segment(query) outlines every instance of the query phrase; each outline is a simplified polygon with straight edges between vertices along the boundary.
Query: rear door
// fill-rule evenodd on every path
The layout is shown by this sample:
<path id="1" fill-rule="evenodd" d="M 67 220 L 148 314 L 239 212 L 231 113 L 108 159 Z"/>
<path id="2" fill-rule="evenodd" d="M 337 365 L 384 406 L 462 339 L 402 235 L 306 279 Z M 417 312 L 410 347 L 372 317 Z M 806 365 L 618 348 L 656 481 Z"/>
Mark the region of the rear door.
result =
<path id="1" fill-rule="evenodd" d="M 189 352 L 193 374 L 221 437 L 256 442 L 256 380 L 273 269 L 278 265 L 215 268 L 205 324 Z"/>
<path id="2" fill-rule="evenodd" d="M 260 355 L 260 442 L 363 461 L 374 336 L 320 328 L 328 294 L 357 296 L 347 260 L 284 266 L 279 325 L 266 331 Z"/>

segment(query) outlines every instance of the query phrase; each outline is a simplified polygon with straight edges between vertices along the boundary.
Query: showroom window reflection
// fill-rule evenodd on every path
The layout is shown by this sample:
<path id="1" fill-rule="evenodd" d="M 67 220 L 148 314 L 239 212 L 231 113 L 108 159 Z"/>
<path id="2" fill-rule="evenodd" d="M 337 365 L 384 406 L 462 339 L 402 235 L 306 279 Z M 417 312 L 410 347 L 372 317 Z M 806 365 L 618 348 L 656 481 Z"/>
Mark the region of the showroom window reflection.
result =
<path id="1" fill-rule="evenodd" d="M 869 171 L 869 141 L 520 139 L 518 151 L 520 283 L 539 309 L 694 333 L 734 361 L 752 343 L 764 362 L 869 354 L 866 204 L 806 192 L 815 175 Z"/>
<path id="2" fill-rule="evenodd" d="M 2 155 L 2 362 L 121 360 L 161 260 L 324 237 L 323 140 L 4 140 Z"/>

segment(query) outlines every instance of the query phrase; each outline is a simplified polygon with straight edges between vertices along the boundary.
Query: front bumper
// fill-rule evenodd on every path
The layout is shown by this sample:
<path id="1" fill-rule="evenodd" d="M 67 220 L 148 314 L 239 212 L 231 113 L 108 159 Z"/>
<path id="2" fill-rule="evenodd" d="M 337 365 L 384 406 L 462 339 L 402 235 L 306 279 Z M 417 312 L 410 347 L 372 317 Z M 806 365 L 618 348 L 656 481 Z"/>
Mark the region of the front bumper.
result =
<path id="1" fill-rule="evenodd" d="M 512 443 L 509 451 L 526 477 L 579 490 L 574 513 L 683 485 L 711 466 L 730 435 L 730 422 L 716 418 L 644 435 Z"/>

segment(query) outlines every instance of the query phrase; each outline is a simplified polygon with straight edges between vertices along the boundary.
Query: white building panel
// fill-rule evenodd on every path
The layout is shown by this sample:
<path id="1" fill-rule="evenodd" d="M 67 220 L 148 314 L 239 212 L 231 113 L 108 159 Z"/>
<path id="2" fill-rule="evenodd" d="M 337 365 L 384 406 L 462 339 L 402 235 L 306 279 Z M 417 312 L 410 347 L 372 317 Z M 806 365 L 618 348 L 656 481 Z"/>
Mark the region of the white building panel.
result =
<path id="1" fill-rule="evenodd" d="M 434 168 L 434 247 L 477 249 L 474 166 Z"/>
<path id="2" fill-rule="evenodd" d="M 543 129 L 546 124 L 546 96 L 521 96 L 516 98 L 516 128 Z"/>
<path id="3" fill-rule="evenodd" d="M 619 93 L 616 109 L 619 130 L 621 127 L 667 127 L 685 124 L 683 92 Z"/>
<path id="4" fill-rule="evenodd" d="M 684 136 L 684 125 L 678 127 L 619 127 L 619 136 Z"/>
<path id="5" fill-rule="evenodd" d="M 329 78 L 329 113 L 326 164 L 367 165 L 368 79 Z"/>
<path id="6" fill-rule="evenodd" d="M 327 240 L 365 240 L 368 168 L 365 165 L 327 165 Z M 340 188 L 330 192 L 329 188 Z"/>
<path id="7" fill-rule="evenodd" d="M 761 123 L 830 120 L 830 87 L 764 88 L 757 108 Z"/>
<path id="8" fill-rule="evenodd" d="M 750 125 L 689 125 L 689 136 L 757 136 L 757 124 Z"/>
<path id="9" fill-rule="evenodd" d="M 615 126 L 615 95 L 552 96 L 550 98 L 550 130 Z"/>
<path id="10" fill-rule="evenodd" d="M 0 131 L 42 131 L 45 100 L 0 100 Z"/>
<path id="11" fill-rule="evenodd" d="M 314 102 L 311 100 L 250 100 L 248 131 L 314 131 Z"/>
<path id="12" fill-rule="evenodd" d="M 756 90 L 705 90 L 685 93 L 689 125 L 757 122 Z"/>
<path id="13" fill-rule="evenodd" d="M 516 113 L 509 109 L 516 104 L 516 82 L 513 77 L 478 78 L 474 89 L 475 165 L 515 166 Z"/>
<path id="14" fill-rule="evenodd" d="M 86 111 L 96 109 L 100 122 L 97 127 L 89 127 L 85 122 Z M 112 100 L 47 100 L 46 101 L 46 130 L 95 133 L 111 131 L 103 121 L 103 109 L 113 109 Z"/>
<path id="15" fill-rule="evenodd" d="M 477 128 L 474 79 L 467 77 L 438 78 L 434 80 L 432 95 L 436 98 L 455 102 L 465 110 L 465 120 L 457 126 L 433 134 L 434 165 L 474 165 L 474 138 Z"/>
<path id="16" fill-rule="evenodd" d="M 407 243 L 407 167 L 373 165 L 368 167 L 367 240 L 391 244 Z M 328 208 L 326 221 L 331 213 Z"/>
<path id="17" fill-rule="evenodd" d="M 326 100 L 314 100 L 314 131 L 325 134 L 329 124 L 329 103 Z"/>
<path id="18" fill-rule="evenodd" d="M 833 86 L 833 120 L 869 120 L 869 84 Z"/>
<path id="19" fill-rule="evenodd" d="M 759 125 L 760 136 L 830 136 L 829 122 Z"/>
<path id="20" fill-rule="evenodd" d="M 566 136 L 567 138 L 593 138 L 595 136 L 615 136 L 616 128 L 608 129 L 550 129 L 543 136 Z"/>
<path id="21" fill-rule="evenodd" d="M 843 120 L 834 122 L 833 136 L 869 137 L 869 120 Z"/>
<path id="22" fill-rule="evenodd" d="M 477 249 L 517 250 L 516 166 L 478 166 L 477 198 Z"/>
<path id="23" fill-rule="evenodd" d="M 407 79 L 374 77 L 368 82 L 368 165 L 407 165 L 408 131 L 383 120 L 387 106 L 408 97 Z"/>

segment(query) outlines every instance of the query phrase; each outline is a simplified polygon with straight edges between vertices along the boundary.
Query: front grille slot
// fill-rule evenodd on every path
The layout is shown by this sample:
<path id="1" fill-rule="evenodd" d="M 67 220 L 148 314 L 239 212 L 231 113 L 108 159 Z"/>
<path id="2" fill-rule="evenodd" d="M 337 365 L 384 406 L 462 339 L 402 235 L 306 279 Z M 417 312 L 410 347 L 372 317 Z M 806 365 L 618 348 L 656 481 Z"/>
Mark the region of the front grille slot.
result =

* Written exercise *
Would you recast the records above as a numbered list, beginning at the very start of the records and going on through the line that contains "260 355 L 260", with that line included and blank lines left out?

* Full output *
1. segment(query) outlines every instance of the query phrase; each outline is a simplified polygon with straight edges between vertices along the boundary.
2. Query: rear door
3. // fill-rule evenodd on every path
4. The layout is shown by this sample:
5. <path id="1" fill-rule="evenodd" d="M 67 220 L 148 314 L 239 212 L 231 113 L 108 159 Z"/>
6. <path id="2" fill-rule="evenodd" d="M 337 365 L 384 406 L 462 339 L 402 235 L 306 279 Z M 417 312 L 410 347 L 372 317 Z M 806 365 L 618 348 L 656 481 Z"/>
7. Mark the region of the rear door.
8. result =
9. <path id="1" fill-rule="evenodd" d="M 189 352 L 193 374 L 221 437 L 256 442 L 256 380 L 273 269 L 278 265 L 215 268 L 205 324 Z"/>
10. <path id="2" fill-rule="evenodd" d="M 260 355 L 260 442 L 363 461 L 374 336 L 320 328 L 328 294 L 357 296 L 347 260 L 284 266 L 279 325 L 266 331 Z"/>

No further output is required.